START SUPPLIED INFORMATION
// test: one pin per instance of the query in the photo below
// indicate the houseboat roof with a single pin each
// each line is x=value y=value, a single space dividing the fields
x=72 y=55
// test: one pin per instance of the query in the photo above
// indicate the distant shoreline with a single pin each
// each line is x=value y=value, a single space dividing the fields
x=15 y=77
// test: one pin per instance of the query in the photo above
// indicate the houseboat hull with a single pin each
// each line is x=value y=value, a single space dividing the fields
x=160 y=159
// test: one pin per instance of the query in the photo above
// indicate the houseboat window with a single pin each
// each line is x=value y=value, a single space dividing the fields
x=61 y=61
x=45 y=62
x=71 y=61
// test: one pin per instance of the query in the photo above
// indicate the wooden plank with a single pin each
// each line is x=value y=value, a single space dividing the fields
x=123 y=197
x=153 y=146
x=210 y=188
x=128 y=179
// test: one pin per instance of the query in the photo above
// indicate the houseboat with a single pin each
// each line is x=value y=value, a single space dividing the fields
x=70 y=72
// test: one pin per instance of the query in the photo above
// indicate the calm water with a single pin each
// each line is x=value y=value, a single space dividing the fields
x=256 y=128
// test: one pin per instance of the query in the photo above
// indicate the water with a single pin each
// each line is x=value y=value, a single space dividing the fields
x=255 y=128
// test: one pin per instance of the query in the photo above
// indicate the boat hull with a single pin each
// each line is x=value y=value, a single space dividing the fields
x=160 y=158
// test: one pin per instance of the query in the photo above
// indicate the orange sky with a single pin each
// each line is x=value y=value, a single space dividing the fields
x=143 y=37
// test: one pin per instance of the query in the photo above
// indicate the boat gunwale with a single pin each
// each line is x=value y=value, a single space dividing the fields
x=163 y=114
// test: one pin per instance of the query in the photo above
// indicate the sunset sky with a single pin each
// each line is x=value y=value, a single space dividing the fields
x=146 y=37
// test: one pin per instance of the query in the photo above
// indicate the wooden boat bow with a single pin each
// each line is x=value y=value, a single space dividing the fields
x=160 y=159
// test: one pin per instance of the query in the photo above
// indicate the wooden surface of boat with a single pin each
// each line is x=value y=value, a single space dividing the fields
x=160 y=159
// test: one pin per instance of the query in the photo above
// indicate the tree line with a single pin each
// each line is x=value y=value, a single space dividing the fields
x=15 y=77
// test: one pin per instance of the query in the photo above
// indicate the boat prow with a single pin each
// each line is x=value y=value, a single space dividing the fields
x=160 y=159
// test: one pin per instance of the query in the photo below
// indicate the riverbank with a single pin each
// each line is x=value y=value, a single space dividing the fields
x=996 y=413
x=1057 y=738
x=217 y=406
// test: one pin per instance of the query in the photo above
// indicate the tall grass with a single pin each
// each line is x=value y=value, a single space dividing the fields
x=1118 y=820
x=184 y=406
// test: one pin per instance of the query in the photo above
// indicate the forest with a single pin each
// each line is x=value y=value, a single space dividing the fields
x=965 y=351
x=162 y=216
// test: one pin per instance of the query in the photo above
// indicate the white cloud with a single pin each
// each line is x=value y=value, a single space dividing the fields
END SUPPLIED INFORMATION
**PROBLEM TO SOLVE:**
Match on "houseboat" and report each line of the data above that has it.

**OUTPUT FOR THIS TASK:**
// indicate the houseboat roof with a single pin each
// indicate the houseboat hull with a single pin each
// indicate the houseboat window with a single pin each
// indicate the houseboat with a single pin each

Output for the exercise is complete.